Beyond the cult of the inorganic

[2] My first argument concerns the reception of Deleuze & Guattari in the present context of the end of postmodernism. This begs the question, of course, of what exactly comes after postmodernism, but I cannot get into this discussion here. Although from several quarters the end of postmodernism is currently being celebrated, some of the postmodern conceptual and cultural habits are still very much in circulation. Not the least of them is the cult of the inorganic, the celebration of the sublimely fake and the purposefully inauthentic. This provides one of the frameworks of reception of Deleuze and Guattari's work, as some sort of kings of queer artifice at the tail end of the linguistic turn of postmodernism.

[3] One discursive area where this is evidenced is in the hasty renditions of the digital web as rhizome. This establishes a convergence between the hype surrounding the new digital media and information technologies and the philosophy of Gilles Deleuze. Technology is at the heart of a process of blurring fundamental categorical divides between self and other; a sort of heteroglossia of the species, a colossal hybridisation which combines cyborgs, monsters, insects and machines into a powerfully posthuman approach to what we used to call 'the embodied subject'.

[4] Moreover, the political economy of global capitalism consists in multiplying and distributing differences for the sake of profit. It produces ever-shifting waves of genderisation and sexualisation, racialisation and naturalisation of multiple 'others'. It has thus effectively disrupted the traditional dialectical relationship between the empirical referents of Otherness – women, natives and animal or earth others – and the processes of discursive formation of genderisation/racialisation/naturalisation. Once this dialectical bond is unhinged, advanced capitalism looks like a system that promotes feminism without women, racism without races, natural laws without nature, reproduction without sex, sexuality without genders, multiculturalism without ending racism, economic growth without development, and cash flow without money. Late capitalism also produces fat-free ice creams and alcohol-free beer next to genetically modified health food, companion species alongside computer viruses, new animal and human immunity breakdowns and deficiencies, and the increased longevity of these who inhabit the advanced world. Welcome to capitalism as schizophrenia!

[5] Considering the perversity of this political economy, I would recommend that we resist quick assimilations of, for instance, Deleuzian machines as metaphors for advanced technologies. The machinic for Deleuze is yet another figuration that expresses the non-unitary, radically materialist and dynamic structure of subjectivity. It expresses the subject's capacity for multiple, non-linear and outward-bound inter-connections with a number of external forces and others. This model of inter-relations works as well in Deleuze and Guattari's many references to animals, plants, viruses and to the chaosmos as a whole. It is about multiple alliances, symbiotic connections and fusions. There is something raw and territorial about the machinic, something that connects each living being to the earth, and to the living environment at some fundamental level. The mutual inter-dependences and productive mergers of forces are at the heart of Deleuze's notion of creative becomings. What the 'machinic' element is expressing is the directness, I would say the literal-ness of the relations between forces, agents, sites and locations of subjectivity. This is supposed to challenge the dominant paradigm of linguistic mediation, with the twin forces of representation and interpretation which have dominated our images of what it means to be a subject. Signals replace signs, expression replaces representation and codes replace interpretation. The machinic expresses the impersonal, or intra-personal intensive resonances between the multiple levels of inter-connections that make living beings tick.

....................

### Assigned task 1
From the passage on Deleuze and Guattari, write out the text starting with "Beyond the cult" and going on through "turn of postmodernism.".
### Assigned task 2
Answer these questions using the passage on Deleuze and Guattari.
(a) In hasty renditions, what is the digital web presented as?
(b) According to the passage, what does the political economy of global capitalism consist in?
(c) In the machinic model, what replaces signs?

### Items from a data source
....................

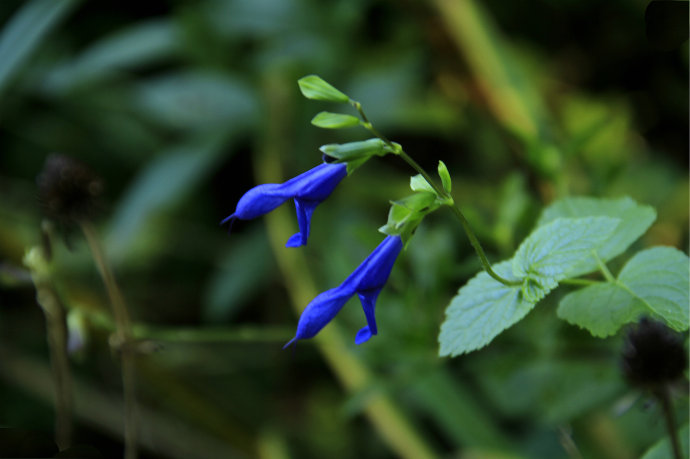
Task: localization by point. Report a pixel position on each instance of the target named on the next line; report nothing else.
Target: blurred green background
(182, 106)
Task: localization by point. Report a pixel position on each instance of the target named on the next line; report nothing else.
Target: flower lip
(307, 190)
(366, 281)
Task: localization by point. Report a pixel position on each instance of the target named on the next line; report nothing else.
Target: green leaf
(662, 449)
(601, 308)
(481, 310)
(445, 176)
(562, 248)
(25, 31)
(419, 183)
(315, 88)
(328, 120)
(354, 150)
(635, 220)
(654, 282)
(659, 277)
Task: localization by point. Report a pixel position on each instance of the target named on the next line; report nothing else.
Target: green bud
(406, 214)
(315, 88)
(419, 183)
(445, 176)
(344, 152)
(328, 120)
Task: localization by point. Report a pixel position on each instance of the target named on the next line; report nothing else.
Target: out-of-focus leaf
(243, 271)
(159, 186)
(25, 31)
(511, 96)
(481, 310)
(141, 44)
(456, 411)
(635, 220)
(552, 390)
(662, 449)
(198, 100)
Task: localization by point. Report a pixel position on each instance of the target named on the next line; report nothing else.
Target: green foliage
(355, 150)
(407, 213)
(445, 176)
(662, 449)
(315, 88)
(24, 32)
(558, 250)
(571, 237)
(330, 120)
(635, 220)
(654, 282)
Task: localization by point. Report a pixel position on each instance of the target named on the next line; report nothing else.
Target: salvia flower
(308, 190)
(366, 281)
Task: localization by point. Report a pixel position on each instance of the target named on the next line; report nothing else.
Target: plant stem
(441, 193)
(123, 338)
(665, 399)
(37, 261)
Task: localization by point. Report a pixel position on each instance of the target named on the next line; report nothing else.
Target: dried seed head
(68, 190)
(653, 355)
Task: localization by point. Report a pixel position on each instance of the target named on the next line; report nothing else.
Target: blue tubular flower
(366, 281)
(308, 190)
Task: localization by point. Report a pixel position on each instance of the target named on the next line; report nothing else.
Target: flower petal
(320, 311)
(368, 300)
(260, 200)
(304, 209)
(363, 336)
(374, 271)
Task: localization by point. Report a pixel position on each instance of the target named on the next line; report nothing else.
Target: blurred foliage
(176, 104)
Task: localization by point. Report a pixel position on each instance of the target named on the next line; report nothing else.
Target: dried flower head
(653, 355)
(68, 190)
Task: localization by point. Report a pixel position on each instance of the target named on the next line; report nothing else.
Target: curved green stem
(441, 193)
(123, 335)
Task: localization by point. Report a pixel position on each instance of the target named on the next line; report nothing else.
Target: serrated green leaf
(635, 220)
(481, 310)
(328, 120)
(601, 308)
(445, 176)
(654, 282)
(662, 449)
(419, 183)
(562, 248)
(659, 277)
(354, 150)
(315, 88)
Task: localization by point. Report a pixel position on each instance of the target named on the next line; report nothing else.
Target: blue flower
(366, 281)
(308, 190)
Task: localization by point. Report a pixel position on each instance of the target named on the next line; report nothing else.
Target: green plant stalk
(56, 335)
(440, 192)
(390, 422)
(123, 335)
(603, 268)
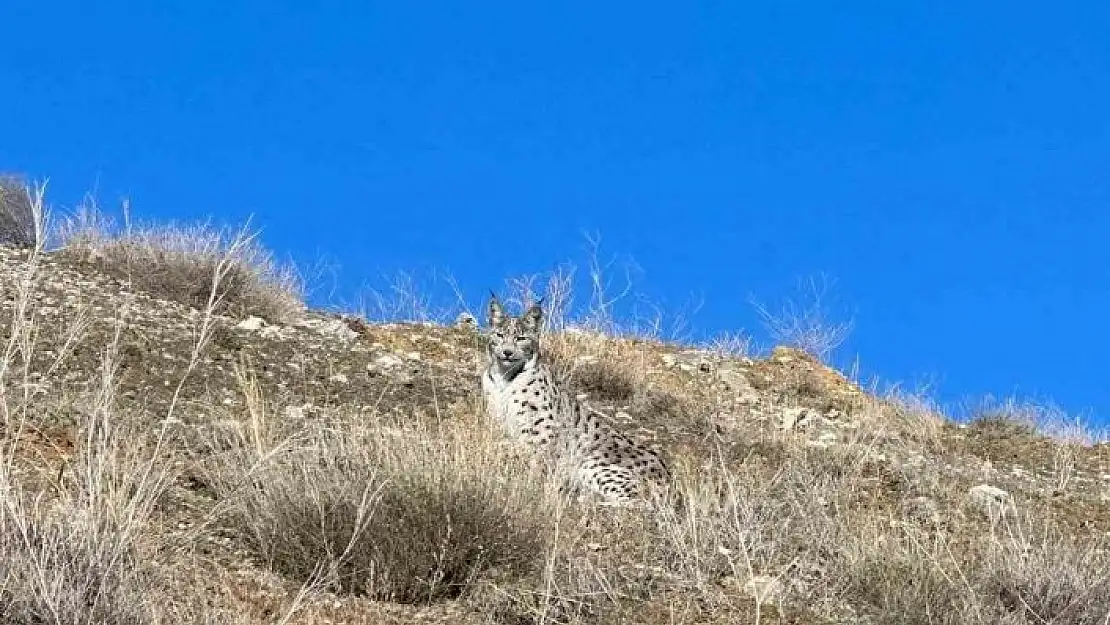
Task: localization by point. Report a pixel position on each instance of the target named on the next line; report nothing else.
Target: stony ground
(698, 406)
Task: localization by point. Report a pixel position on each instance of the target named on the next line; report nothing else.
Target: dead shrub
(399, 515)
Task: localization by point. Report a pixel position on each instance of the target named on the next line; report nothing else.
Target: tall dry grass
(178, 262)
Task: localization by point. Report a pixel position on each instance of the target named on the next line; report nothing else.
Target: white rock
(796, 417)
(990, 500)
(764, 588)
(251, 324)
(389, 361)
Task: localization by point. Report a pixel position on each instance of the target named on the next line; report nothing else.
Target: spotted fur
(524, 396)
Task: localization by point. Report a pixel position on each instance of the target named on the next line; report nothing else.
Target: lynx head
(512, 341)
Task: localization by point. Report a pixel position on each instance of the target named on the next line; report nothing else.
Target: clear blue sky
(946, 162)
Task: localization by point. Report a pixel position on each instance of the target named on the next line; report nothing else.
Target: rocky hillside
(169, 464)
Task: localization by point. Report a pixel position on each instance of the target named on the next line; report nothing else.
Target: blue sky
(945, 162)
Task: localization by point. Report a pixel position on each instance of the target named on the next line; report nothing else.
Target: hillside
(170, 463)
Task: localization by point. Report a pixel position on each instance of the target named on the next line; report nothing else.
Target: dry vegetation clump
(69, 552)
(403, 514)
(181, 263)
(20, 222)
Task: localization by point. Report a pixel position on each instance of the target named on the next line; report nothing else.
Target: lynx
(525, 399)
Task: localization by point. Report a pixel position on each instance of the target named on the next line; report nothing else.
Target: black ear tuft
(495, 314)
(533, 316)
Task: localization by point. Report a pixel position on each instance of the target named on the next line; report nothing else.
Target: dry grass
(69, 553)
(178, 263)
(401, 514)
(21, 214)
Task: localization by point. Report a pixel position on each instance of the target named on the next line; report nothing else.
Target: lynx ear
(533, 318)
(495, 314)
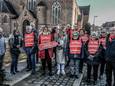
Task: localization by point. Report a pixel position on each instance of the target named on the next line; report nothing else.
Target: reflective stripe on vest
(84, 38)
(111, 37)
(93, 46)
(103, 42)
(45, 38)
(75, 46)
(29, 40)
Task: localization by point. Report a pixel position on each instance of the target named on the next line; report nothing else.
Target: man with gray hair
(30, 45)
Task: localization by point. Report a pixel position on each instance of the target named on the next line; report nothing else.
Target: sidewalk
(24, 78)
(19, 76)
(55, 80)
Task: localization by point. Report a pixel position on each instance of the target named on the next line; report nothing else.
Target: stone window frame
(56, 11)
(31, 4)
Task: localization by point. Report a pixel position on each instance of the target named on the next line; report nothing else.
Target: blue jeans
(31, 59)
(14, 63)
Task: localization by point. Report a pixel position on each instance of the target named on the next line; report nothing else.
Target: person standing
(37, 34)
(93, 52)
(2, 48)
(84, 38)
(31, 47)
(46, 54)
(75, 50)
(15, 42)
(102, 42)
(110, 58)
(60, 54)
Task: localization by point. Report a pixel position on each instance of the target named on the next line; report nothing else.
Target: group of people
(74, 48)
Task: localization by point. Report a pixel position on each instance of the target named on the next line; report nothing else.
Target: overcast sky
(104, 9)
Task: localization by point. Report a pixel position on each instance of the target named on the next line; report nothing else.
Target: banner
(48, 45)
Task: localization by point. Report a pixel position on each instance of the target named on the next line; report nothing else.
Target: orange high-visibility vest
(45, 38)
(93, 46)
(84, 38)
(75, 46)
(29, 39)
(103, 42)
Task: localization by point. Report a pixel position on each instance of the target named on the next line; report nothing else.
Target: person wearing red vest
(92, 58)
(75, 51)
(102, 42)
(60, 52)
(47, 54)
(110, 58)
(84, 38)
(30, 46)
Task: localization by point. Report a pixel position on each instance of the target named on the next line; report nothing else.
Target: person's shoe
(71, 76)
(58, 72)
(80, 72)
(50, 74)
(28, 70)
(13, 73)
(100, 77)
(94, 82)
(88, 81)
(63, 72)
(33, 73)
(17, 71)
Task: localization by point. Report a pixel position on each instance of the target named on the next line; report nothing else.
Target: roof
(6, 7)
(85, 9)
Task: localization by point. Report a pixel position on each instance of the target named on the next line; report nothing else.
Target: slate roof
(85, 9)
(6, 7)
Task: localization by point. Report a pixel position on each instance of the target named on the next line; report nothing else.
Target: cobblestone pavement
(55, 80)
(100, 82)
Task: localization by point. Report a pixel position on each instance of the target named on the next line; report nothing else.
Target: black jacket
(110, 51)
(35, 47)
(96, 58)
(13, 43)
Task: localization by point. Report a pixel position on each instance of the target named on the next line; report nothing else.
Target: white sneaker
(63, 72)
(58, 72)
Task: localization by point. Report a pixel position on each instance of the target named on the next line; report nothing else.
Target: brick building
(19, 13)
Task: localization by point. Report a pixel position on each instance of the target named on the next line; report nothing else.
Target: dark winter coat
(110, 51)
(15, 41)
(96, 58)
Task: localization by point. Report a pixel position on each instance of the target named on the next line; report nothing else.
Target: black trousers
(81, 65)
(1, 61)
(14, 63)
(47, 60)
(95, 71)
(110, 67)
(102, 67)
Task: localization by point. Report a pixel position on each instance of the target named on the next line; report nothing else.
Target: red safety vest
(71, 34)
(93, 46)
(75, 46)
(29, 39)
(84, 38)
(103, 42)
(45, 38)
(111, 37)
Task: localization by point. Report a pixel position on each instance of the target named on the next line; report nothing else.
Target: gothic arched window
(56, 11)
(31, 4)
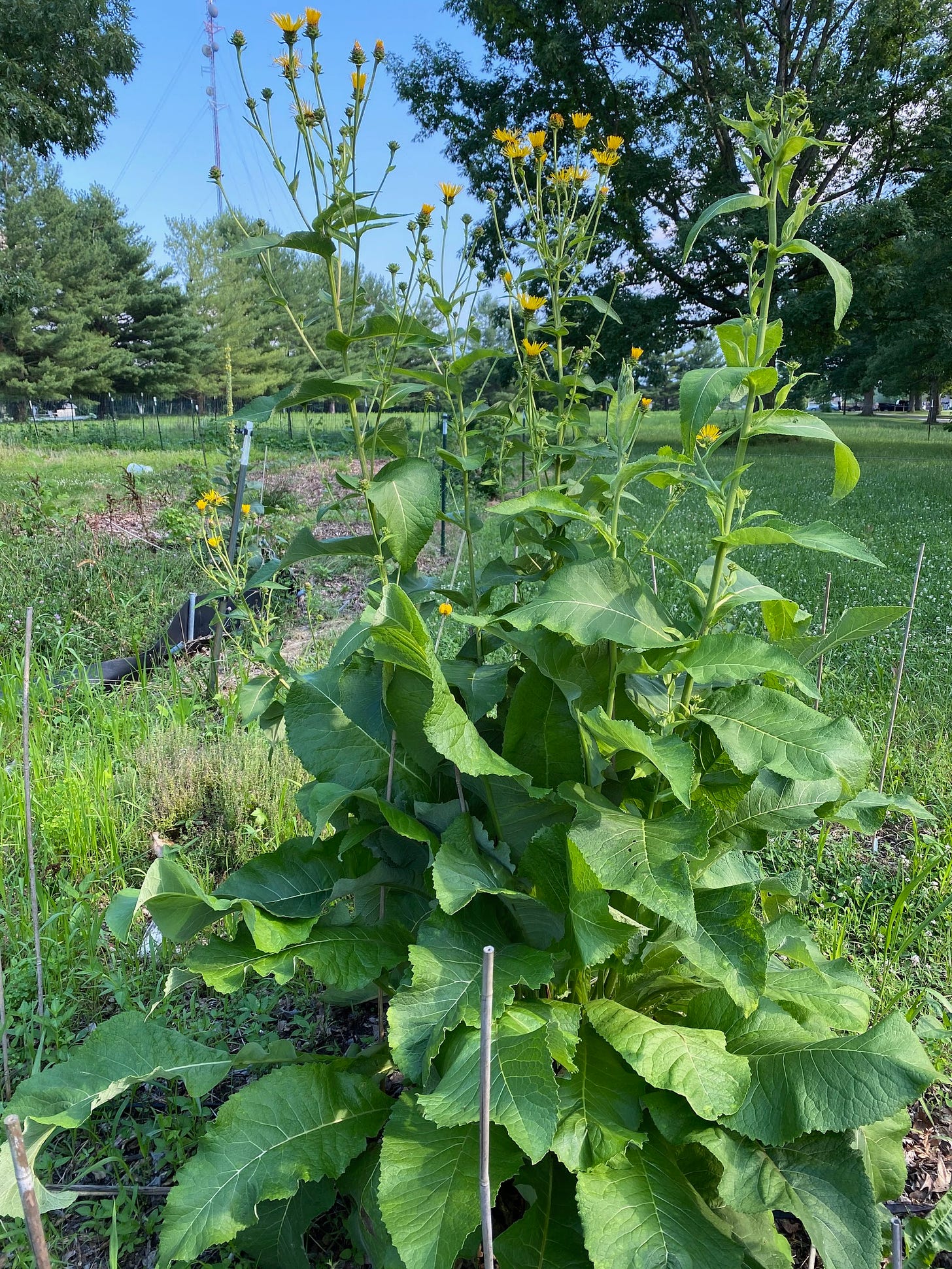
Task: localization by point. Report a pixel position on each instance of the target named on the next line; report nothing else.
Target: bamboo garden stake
(28, 811)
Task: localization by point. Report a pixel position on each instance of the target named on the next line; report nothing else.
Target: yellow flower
(290, 65)
(288, 24)
(531, 303)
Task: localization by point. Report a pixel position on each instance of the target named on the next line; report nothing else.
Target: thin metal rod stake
(485, 1083)
(823, 631)
(28, 811)
(28, 1194)
(899, 681)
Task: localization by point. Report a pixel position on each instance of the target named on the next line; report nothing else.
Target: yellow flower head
(290, 65)
(531, 303)
(709, 434)
(286, 23)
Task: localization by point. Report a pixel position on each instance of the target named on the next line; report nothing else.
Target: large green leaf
(346, 957)
(401, 639)
(819, 536)
(736, 658)
(541, 735)
(687, 1060)
(600, 1111)
(296, 1123)
(644, 858)
(729, 943)
(562, 879)
(523, 1094)
(762, 728)
(277, 1238)
(447, 973)
(701, 392)
(600, 600)
(338, 728)
(550, 1234)
(832, 1084)
(121, 1054)
(430, 1184)
(673, 758)
(639, 1212)
(407, 493)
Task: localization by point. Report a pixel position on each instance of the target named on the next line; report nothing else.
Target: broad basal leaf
(762, 728)
(832, 1084)
(594, 601)
(640, 1212)
(407, 493)
(550, 1234)
(729, 943)
(523, 1096)
(600, 1111)
(296, 1123)
(644, 858)
(430, 1184)
(447, 972)
(673, 758)
(122, 1053)
(687, 1060)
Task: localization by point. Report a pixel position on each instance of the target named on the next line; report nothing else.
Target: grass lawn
(112, 770)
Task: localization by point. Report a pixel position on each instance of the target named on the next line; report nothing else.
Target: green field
(112, 770)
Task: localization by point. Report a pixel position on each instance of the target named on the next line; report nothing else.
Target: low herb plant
(583, 783)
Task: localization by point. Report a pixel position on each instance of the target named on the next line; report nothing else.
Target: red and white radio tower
(209, 50)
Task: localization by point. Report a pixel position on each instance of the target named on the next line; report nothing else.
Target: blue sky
(158, 149)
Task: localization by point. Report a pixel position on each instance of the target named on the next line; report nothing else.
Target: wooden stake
(823, 631)
(899, 681)
(4, 1037)
(28, 1193)
(28, 811)
(485, 1083)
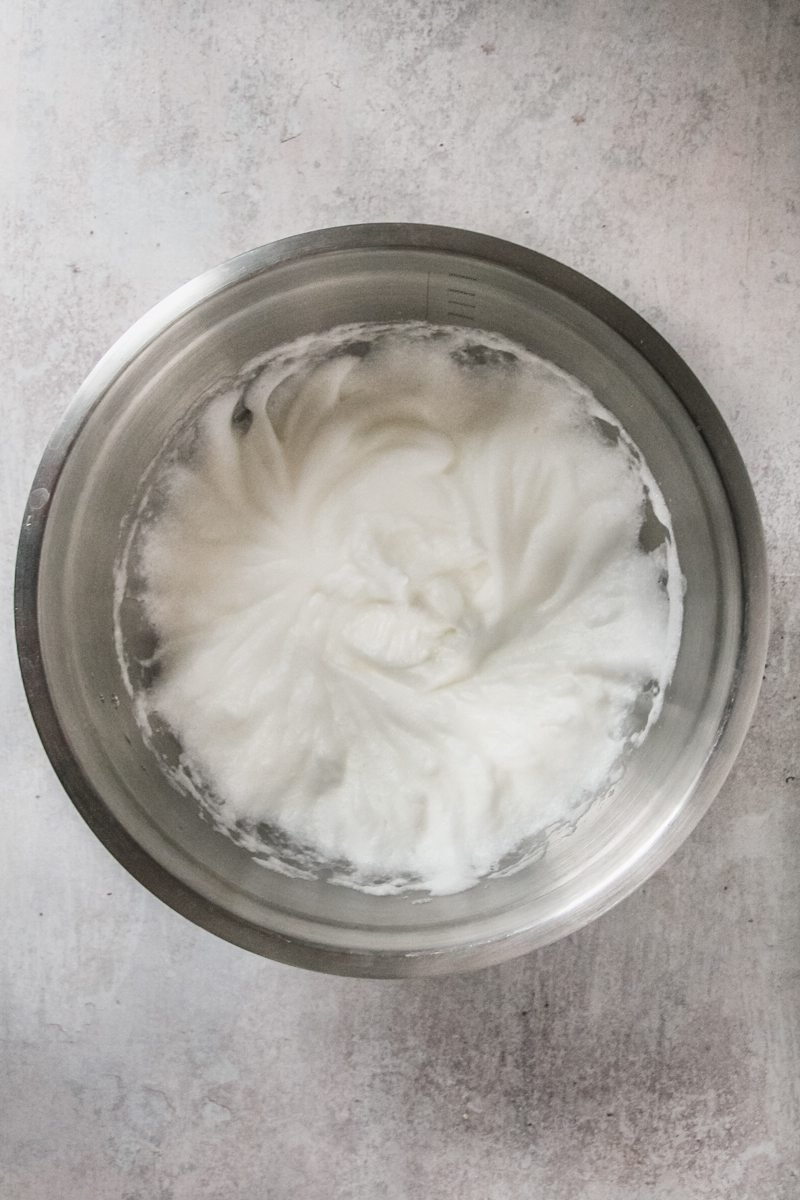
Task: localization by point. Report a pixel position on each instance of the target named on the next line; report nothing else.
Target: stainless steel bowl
(119, 421)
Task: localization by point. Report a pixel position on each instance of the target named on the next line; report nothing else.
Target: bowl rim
(612, 312)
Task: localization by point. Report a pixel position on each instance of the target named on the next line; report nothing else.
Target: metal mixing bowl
(121, 418)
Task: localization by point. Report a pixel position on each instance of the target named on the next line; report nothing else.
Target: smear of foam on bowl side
(396, 605)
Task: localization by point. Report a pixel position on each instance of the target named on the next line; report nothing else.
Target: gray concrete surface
(654, 147)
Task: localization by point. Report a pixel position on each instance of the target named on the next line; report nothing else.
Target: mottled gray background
(653, 145)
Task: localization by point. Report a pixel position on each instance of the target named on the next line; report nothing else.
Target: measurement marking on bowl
(461, 300)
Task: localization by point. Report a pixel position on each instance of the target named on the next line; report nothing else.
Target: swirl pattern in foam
(405, 612)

....................

### Exercise result 1
Beyond the cult of the inorganic

[2] My first argument concerns the reception of Deleuze & Guattari in the present context of the end of postmodernism. This begs the question, of course, of what exactly comes after postmodernism, but I cannot get into this discussion here. Although from several quarters the end of postmodernism is currently being celebrated, some of the postmodern conceptual and cultural habits are still very much in circulation. Not the least of them is the cult of the inorganic, the celebration of the sublimely fake and the purposefully inauthentic. This provides one of the frameworks of reception of Deleuze and Guattari's work, as some sort of kings of queer artifice at the tail end of the linguistic turn of postmodernism.

### Exercise result 2
(a) A rhizome.
(b) Multiplying and distributing differences for the sake of profit.
(c) Signals.